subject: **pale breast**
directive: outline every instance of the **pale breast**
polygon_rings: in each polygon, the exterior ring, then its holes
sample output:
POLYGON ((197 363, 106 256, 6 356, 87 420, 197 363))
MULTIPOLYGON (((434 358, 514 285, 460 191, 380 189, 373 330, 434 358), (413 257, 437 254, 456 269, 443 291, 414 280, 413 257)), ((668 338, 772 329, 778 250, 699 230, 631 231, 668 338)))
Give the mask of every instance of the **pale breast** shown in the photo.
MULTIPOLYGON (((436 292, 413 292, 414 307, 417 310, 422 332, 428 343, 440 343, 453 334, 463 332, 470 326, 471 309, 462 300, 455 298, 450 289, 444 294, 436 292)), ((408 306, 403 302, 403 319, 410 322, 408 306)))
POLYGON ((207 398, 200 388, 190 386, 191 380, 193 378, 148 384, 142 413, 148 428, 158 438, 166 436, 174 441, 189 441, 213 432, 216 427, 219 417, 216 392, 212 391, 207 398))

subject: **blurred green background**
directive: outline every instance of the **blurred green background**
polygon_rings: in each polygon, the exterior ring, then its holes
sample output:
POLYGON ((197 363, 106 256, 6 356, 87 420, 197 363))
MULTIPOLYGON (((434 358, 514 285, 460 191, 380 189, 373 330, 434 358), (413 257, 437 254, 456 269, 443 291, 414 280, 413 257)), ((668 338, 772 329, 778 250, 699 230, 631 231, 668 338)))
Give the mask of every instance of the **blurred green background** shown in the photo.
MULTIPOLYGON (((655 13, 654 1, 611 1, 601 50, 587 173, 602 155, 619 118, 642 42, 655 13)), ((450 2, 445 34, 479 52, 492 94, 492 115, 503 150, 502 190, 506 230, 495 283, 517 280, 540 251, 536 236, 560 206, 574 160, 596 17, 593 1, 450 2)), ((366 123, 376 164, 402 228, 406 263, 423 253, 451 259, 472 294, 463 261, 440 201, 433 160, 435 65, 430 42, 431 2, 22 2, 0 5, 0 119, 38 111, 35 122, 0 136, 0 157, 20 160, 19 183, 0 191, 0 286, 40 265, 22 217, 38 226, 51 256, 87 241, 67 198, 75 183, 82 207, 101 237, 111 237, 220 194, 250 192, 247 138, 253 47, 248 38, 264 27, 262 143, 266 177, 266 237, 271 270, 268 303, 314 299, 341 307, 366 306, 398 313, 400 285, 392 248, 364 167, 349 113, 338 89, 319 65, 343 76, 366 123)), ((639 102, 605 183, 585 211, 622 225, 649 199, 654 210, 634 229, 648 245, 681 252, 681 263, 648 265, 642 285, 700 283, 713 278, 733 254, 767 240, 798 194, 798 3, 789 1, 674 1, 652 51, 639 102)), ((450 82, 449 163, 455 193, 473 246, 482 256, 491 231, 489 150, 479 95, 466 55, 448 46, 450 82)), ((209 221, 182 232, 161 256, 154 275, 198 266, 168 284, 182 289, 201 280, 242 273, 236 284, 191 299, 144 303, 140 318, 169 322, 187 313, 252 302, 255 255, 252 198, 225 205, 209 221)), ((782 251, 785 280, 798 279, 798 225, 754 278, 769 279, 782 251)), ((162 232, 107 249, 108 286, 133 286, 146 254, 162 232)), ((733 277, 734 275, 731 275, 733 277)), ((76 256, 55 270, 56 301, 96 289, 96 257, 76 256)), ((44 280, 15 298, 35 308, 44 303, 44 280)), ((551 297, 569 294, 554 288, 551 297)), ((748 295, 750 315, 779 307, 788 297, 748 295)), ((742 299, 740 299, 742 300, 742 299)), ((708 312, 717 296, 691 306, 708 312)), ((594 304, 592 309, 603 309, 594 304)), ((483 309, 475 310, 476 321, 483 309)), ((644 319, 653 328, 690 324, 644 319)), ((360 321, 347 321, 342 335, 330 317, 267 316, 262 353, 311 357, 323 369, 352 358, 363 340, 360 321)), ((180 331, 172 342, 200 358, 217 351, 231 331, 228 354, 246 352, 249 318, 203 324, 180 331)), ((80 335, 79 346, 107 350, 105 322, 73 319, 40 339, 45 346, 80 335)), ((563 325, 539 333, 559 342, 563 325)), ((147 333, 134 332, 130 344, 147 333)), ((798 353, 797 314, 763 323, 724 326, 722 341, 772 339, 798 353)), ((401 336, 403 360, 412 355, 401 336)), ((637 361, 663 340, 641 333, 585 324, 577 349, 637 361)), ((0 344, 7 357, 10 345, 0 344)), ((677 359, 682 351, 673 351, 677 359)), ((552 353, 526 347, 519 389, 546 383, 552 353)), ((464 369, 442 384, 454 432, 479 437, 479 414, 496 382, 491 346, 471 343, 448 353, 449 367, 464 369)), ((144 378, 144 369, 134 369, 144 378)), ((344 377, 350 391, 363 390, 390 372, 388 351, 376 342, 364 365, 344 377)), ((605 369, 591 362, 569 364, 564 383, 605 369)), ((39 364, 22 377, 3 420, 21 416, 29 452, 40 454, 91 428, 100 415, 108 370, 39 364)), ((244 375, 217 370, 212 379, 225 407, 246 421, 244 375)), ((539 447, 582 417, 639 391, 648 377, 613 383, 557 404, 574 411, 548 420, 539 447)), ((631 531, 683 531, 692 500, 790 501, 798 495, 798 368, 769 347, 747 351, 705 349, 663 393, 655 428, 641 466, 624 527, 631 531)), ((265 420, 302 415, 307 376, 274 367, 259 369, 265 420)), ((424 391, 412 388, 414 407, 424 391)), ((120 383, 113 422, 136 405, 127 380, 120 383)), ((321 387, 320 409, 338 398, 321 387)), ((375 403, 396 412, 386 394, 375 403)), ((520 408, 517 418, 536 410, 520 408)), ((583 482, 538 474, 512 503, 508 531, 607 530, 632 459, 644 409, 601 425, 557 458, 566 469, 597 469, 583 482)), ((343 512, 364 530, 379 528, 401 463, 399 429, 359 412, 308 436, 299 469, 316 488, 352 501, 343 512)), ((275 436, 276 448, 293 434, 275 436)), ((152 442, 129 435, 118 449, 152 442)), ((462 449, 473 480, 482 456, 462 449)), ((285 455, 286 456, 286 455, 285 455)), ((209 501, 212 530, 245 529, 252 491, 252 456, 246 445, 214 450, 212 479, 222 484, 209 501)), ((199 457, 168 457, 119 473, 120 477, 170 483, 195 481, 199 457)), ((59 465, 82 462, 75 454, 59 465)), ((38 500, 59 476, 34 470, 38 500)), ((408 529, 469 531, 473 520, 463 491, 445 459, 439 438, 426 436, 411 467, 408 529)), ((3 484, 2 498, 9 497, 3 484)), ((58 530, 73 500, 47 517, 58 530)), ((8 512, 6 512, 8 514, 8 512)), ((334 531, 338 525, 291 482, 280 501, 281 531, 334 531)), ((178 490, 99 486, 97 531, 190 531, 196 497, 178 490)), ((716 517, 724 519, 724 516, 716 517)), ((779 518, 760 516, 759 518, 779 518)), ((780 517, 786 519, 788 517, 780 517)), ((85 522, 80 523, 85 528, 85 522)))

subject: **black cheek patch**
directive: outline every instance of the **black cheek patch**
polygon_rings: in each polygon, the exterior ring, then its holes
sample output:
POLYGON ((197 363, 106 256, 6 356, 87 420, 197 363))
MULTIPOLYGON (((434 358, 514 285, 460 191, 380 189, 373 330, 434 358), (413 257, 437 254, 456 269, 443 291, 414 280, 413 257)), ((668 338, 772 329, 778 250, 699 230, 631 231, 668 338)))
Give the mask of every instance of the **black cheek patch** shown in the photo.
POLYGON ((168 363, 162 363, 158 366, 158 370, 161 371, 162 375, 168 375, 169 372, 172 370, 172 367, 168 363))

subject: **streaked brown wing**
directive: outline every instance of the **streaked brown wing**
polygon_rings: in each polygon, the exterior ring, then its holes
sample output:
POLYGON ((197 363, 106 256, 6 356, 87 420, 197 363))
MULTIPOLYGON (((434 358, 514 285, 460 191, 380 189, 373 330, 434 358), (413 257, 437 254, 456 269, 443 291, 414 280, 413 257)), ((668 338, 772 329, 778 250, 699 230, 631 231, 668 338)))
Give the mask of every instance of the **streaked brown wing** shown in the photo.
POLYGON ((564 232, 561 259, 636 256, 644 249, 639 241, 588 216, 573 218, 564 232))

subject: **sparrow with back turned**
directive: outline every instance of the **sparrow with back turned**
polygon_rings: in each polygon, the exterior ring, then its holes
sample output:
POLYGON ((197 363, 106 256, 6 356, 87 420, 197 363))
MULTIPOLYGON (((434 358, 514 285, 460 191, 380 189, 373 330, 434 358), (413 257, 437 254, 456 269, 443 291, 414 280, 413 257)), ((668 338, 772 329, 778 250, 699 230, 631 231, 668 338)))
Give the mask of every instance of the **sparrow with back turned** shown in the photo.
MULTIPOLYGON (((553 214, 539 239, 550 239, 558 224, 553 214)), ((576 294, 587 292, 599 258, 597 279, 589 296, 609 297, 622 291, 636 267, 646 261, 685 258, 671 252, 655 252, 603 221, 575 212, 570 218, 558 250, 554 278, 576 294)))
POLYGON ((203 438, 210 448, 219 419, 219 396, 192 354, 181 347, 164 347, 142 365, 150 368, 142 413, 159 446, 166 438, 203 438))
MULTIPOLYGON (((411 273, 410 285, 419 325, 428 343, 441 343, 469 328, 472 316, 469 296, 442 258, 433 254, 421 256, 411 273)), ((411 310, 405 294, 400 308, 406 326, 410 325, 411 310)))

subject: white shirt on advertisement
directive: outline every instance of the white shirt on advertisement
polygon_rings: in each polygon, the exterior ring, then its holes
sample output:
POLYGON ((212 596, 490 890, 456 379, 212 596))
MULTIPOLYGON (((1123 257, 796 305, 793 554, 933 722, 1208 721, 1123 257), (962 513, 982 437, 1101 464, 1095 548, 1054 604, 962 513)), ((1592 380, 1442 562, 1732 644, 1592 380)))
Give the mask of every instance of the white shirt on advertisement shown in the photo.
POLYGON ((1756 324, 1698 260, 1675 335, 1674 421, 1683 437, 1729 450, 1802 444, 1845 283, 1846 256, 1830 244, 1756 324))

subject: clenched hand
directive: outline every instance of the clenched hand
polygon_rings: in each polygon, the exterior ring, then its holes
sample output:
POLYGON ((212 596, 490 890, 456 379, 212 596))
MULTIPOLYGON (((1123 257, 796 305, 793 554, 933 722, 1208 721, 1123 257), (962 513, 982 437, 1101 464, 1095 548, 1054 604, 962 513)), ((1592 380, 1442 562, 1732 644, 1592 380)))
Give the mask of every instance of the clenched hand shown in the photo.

┄┄┄┄┄┄

TASK:
Go through the listing above and locate each line that holds the word "clenched". Copy those lines.

SOLUTION TO THIS PROBLEM:
subject: clenched hand
directive: outline every instance of the clenched hand
Give the mask of every instance of the clenched hand shown in the photo.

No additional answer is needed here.